▸ **WHAT TO DO**:
Exactly as written, return all the data, leaving its pictures behind.

START STUDY MATERIAL

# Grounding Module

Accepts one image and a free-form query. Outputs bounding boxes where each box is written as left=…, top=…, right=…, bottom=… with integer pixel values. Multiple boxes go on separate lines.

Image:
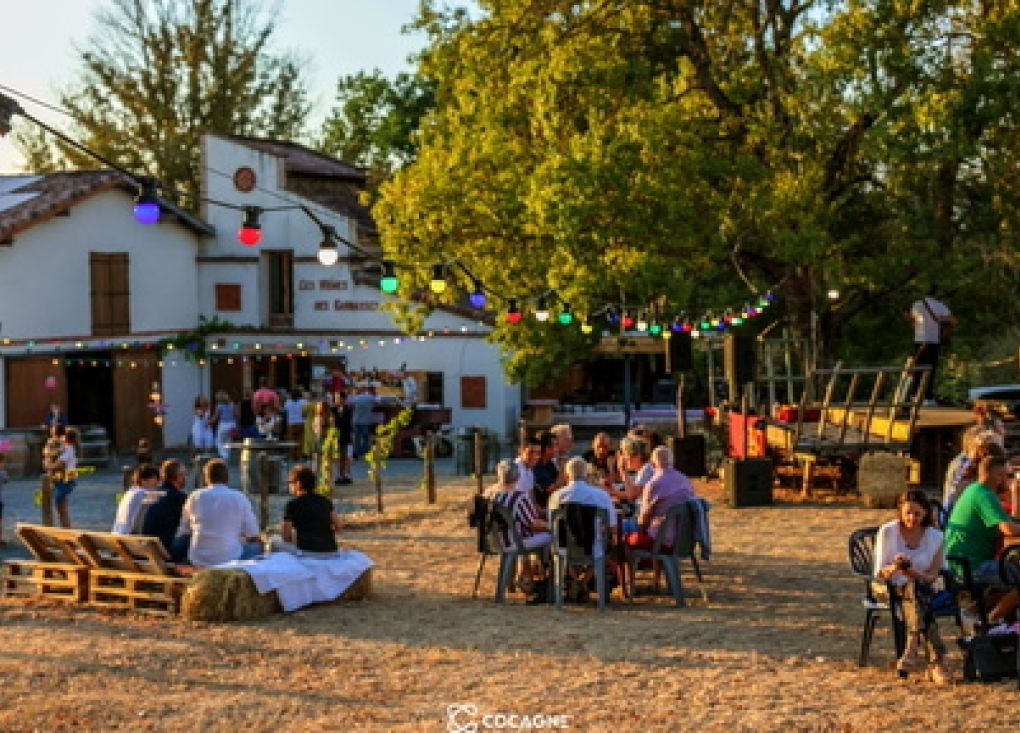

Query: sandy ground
left=2, top=475, right=1019, bottom=733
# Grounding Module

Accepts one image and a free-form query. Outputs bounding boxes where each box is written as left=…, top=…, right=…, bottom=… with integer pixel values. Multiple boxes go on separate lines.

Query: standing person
left=42, top=402, right=67, bottom=430
left=0, top=453, right=8, bottom=545
left=873, top=490, right=952, bottom=684
left=212, top=390, right=236, bottom=461
left=349, top=387, right=378, bottom=460
left=236, top=391, right=259, bottom=439
left=283, top=388, right=307, bottom=460
left=907, top=285, right=955, bottom=405
left=141, top=460, right=189, bottom=559
left=332, top=392, right=354, bottom=486
left=43, top=425, right=79, bottom=528
left=191, top=396, right=215, bottom=453
left=269, top=465, right=341, bottom=555
left=252, top=377, right=280, bottom=414
left=176, top=459, right=261, bottom=568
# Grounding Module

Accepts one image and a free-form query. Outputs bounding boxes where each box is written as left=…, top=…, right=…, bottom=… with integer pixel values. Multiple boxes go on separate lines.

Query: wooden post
left=518, top=418, right=528, bottom=452
left=257, top=452, right=270, bottom=532
left=40, top=474, right=53, bottom=526
left=473, top=426, right=484, bottom=494
left=424, top=431, right=437, bottom=504
left=373, top=438, right=385, bottom=513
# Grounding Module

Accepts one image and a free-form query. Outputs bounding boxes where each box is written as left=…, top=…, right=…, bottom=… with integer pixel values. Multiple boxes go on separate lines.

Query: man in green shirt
left=945, top=456, right=1020, bottom=623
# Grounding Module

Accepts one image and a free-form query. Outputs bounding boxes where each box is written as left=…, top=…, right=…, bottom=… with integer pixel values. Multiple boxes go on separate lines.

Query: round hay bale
left=180, top=568, right=280, bottom=622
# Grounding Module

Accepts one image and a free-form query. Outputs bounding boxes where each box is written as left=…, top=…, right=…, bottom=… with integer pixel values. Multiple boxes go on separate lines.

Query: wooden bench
left=1, top=524, right=91, bottom=602
left=2, top=524, right=190, bottom=616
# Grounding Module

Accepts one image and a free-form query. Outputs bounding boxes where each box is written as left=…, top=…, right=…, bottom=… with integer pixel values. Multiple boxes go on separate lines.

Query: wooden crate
left=1, top=560, right=89, bottom=602
left=88, top=569, right=190, bottom=616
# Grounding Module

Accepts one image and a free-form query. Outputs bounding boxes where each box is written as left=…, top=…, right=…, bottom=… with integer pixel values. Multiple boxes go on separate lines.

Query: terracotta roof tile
left=0, top=170, right=123, bottom=242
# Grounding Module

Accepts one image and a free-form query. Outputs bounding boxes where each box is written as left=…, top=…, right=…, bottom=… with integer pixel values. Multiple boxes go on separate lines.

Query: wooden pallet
left=1, top=560, right=89, bottom=602
left=88, top=569, right=190, bottom=616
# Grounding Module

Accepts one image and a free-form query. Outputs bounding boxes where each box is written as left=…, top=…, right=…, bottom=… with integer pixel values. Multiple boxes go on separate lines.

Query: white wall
left=160, top=360, right=205, bottom=449
left=0, top=188, right=201, bottom=340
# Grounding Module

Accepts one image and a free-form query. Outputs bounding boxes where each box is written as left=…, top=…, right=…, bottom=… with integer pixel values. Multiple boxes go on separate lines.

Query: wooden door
left=6, top=357, right=67, bottom=428
left=112, top=349, right=162, bottom=452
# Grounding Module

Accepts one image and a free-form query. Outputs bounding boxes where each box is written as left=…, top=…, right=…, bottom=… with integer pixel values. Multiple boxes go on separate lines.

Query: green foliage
left=15, top=0, right=310, bottom=205
left=317, top=427, right=339, bottom=496
left=158, top=315, right=243, bottom=361
left=371, top=0, right=1020, bottom=383
left=318, top=70, right=435, bottom=187
left=365, top=408, right=414, bottom=483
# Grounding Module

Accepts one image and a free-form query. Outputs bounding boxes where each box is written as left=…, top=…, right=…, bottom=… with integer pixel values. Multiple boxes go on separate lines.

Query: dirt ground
left=2, top=477, right=1018, bottom=732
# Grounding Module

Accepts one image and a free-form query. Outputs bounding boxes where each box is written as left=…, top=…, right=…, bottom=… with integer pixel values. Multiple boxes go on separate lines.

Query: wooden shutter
left=90, top=253, right=130, bottom=336
left=215, top=283, right=242, bottom=311
left=461, top=376, right=487, bottom=409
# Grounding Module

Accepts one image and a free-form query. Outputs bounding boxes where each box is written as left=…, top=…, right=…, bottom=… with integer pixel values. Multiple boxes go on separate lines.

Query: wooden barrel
left=0, top=430, right=31, bottom=479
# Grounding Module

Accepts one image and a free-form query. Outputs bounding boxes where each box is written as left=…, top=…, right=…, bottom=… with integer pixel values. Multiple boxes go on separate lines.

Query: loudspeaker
left=669, top=330, right=693, bottom=373
left=724, top=333, right=756, bottom=386
left=724, top=457, right=773, bottom=507
left=670, top=435, right=707, bottom=478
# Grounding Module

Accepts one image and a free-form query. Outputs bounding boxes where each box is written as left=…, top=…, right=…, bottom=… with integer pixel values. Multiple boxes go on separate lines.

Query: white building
left=0, top=136, right=521, bottom=457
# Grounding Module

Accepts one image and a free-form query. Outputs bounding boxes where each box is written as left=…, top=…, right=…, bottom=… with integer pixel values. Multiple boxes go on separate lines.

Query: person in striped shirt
left=486, top=458, right=551, bottom=595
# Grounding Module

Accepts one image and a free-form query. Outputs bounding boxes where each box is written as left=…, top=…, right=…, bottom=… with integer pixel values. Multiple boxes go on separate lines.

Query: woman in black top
left=274, top=465, right=341, bottom=554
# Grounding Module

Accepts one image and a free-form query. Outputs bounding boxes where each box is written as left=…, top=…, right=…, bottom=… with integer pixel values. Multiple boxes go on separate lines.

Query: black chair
left=847, top=527, right=905, bottom=667
left=946, top=553, right=994, bottom=631
left=999, top=545, right=1020, bottom=688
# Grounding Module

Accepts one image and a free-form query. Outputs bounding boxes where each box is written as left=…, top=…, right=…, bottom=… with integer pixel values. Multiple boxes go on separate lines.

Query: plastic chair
left=477, top=498, right=549, bottom=604
left=929, top=498, right=948, bottom=530
left=626, top=500, right=707, bottom=607
left=847, top=527, right=905, bottom=667
left=550, top=503, right=609, bottom=611
left=946, top=553, right=993, bottom=631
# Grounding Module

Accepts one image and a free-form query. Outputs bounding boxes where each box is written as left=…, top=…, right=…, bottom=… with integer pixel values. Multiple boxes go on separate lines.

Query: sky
left=0, top=0, right=438, bottom=173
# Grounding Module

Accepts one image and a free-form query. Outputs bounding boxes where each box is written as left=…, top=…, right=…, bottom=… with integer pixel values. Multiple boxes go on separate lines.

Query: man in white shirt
left=549, top=457, right=617, bottom=529
left=111, top=465, right=160, bottom=535
left=907, top=286, right=955, bottom=405
left=178, top=459, right=261, bottom=567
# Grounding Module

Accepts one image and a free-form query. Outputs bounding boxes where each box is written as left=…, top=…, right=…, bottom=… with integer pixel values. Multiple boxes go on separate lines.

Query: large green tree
left=318, top=70, right=435, bottom=188
left=374, top=0, right=1020, bottom=386
left=15, top=0, right=310, bottom=205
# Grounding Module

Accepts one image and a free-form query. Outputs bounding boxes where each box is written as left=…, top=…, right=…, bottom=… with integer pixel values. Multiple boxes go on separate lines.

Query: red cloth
left=624, top=531, right=672, bottom=553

END STUDY MATERIAL

▸ **EXERCISE ANSWER**:
# Grounding Module

Accepts one image and a free-form query. Outputs bounding boxes where each box is written as left=…, top=…, right=…, bottom=… with integer pixel values. Multiple boxes go on separate lines.

Image:

Query: sandy ground
left=2, top=475, right=1019, bottom=733
# Grounding Module

Accepts one image and a free-form query. Outputs bounding boxes where each box is written as left=…, top=…, right=…, bottom=… with integer pixel values. Multiple boxes go on separate lines.

Query: standing person
left=42, top=402, right=67, bottom=430
left=0, top=453, right=8, bottom=545
left=873, top=490, right=952, bottom=684
left=212, top=390, right=236, bottom=461
left=349, top=387, right=378, bottom=460
left=236, top=391, right=259, bottom=439
left=283, top=388, right=307, bottom=460
left=907, top=285, right=955, bottom=405
left=141, top=460, right=189, bottom=559
left=332, top=392, right=354, bottom=486
left=43, top=425, right=79, bottom=528
left=191, top=396, right=215, bottom=453
left=269, top=465, right=341, bottom=555
left=252, top=377, right=280, bottom=414
left=176, top=459, right=261, bottom=568
# Grounding Module

Accepts one image and a free-form query. Outputs bounding boxes where each box is written as left=…, top=…, right=…, bottom=… with integer pixel values. Multiple boxes go on separate lines.

Query: wooden post
left=518, top=418, right=528, bottom=452
left=257, top=452, right=270, bottom=532
left=40, top=474, right=53, bottom=526
left=473, top=426, right=484, bottom=494
left=424, top=431, right=437, bottom=504
left=373, top=438, right=385, bottom=513
# Grounding Module

Accepts one image and a free-form query. Outputs bounding boxes where each box is written as left=…, top=…, right=…, bottom=… with integer pixel values. Multiple boxes go on separate lines.

Query: man in green shirt
left=945, top=456, right=1020, bottom=623
# Grounding Module

Accepts one image and a free-form query. Outputs bounding boxes where each box is written as left=…, top=…, right=…, bottom=… with integer pixel values. Multiple boxes go on separate lines.

Query: round hay bale
left=180, top=568, right=280, bottom=622
# Grounding Module

Accepts one image and a free-form query. Outputs bounding boxes where each box is written as left=…, top=…, right=…, bottom=… with integer pixel values. Multiple boxes go on separate lines.

Query: wooden bench
left=1, top=524, right=91, bottom=602
left=2, top=524, right=190, bottom=616
# Grounding Module

Accepts one image and a free-form query. Outputs bounding boxes where each box is written as left=…, top=…, right=…, bottom=… with integer pixel values. Multiple boxes go on separate lines.

Query: wooden crate
left=1, top=560, right=89, bottom=602
left=88, top=569, right=190, bottom=616
# Grounding Module

Accepts one image and a free-form query. Outputs bounding boxes where each box is written as left=…, top=…, right=…, bottom=… with integer pixel values. Multiple boxes go on separate lines.

Query: terracotta roof tile
left=0, top=170, right=123, bottom=242
# Grounding Module

Accepts one image and a free-form query. Outputs bounding boxes where each box is written as left=…, top=…, right=…, bottom=… with integer pixel values. Multiple boxes go on separate lines.

Query: wooden pallet
left=1, top=560, right=89, bottom=602
left=88, top=569, right=190, bottom=616
# Grounding Module

Accepts one image and a free-form query. Outputs bounding boxes where each box is written as left=…, top=…, right=…, bottom=… with integer pixel values. Multiple boxes go on separate lines.

Query: white wall
left=160, top=360, right=205, bottom=449
left=0, top=188, right=201, bottom=340
# Grounding Module

Accepts one image and a free-form query. Outputs bounding boxes where each box is written as left=…, top=…, right=…, bottom=… with integer pixel values. Multiple boxes go on separate lines.

Query: wooden door
left=6, top=357, right=67, bottom=428
left=112, top=349, right=162, bottom=452
# Grounding Module

Accepts one image and a free-form query. Outputs bounding boxes where each box is written as left=…, top=…, right=…, bottom=… with integer pixel values. Multiple boxes go on separate lines.

Query: green foliage
left=15, top=0, right=310, bottom=205
left=317, top=427, right=339, bottom=496
left=158, top=315, right=243, bottom=361
left=371, top=0, right=1020, bottom=383
left=318, top=70, right=435, bottom=187
left=365, top=408, right=414, bottom=483
# Grounding Module

Accepts one image and a free-form query. Outputs bounding boxes where each box is written as left=…, top=…, right=…, bottom=… with integer pixel values. Multiple boxes go on separate lines.

Query: dirt ground
left=2, top=477, right=1018, bottom=732
# Grounding Module

Accepts one image and a free-form query. Outputs bounding boxes where each box is written as left=…, top=…, right=…, bottom=… with integer pixel values. Multiple boxes go on separate lines.

Query: wooden shutter
left=90, top=253, right=130, bottom=336
left=215, top=283, right=242, bottom=311
left=461, top=376, right=487, bottom=409
# Grounding Module

Accepts one image and a free-form query. Outputs bounding boxes where each box is written as left=…, top=…, right=…, bottom=… with integer pixel values. Multiple boxes go on separate lines.

Query: wooden barrel
left=0, top=430, right=31, bottom=479
# Grounding Module

Accepts one image and a free-form query. Outputs bounding boxes where each box is written as left=…, top=…, right=…, bottom=… with integer pixel values. Multiple boxes go on separate lines.

Query: loudspeaker
left=669, top=330, right=693, bottom=373
left=724, top=333, right=756, bottom=386
left=724, top=457, right=773, bottom=507
left=670, top=435, right=707, bottom=478
# Grounding Module

Accepts one image and a free-form query. Outputs bounding boxes where each box is written as left=…, top=…, right=…, bottom=… with integer pixel values. Multiple boxes go on separate lines.

Query: white building
left=0, top=136, right=521, bottom=457
# Grounding Module

Accepts one image and a free-form query. Outputs bounding boxes where each box is written as left=…, top=…, right=…, bottom=… with integer pixel values. Multiple boxes go on separate lines.

Query: person in striped shirt
left=486, top=458, right=551, bottom=595
# Grounding Module

Accepts one image and a free-form query. Outputs bounding boxes where each box is written as left=…, top=…, right=…, bottom=… with integer pixel values. Multiple boxes go on separate lines.

Query: woman in black top
left=274, top=465, right=341, bottom=554
# Grounding Module

Accepts one image and a free-form query. Outputs bounding boxes where each box is written as left=…, top=…, right=…, bottom=… with integer pixel values. Multiple boxes go on separate lines.

Query: black chair
left=847, top=527, right=905, bottom=667
left=946, top=553, right=994, bottom=631
left=999, top=545, right=1020, bottom=688
# Grounding Module

Accepts one image and a free-form query. Outputs bounding boxes where each box is written as left=…, top=…, right=…, bottom=… with integer pixel values. Multiple boxes go on separate lines.

Query: plastic chair
left=477, top=498, right=549, bottom=604
left=929, top=498, right=948, bottom=530
left=626, top=500, right=707, bottom=607
left=847, top=527, right=905, bottom=667
left=550, top=503, right=609, bottom=611
left=946, top=553, right=993, bottom=631
# Grounding Module

Accepts one image and a free-form query. Outputs bounding boxes where each box is written as left=…, top=…, right=…, bottom=… with integer pixel values. Multiple boxes go on separate lines.

Query: sky
left=0, top=0, right=438, bottom=173
# Grounding Module

Accepts one image and a free-form query. Outputs bounding boxes where each box is written as left=…, top=…, right=…, bottom=… with integer pixel values. Multiple boxes go on separate lines.

Query: man in white shirt
left=549, top=457, right=617, bottom=529
left=111, top=465, right=160, bottom=535
left=907, top=286, right=955, bottom=405
left=178, top=459, right=261, bottom=567
# Grounding Module

Accepts one image and a free-form query. Outputs bounding boxes where each box is written as left=…, top=…, right=…, bottom=… with integer pixel values. Multiple boxes go on separate lines.

Query: large green tree
left=318, top=70, right=435, bottom=188
left=374, top=0, right=1020, bottom=386
left=15, top=0, right=310, bottom=205
# Grounding Module

Accepts one image and a free-form query. Outputs bounding boxes where each box is written as left=…, top=…, right=…, bottom=… with integer pixel values. Multiple boxes go on separate lines.

Query: red cloth
left=624, top=531, right=672, bottom=553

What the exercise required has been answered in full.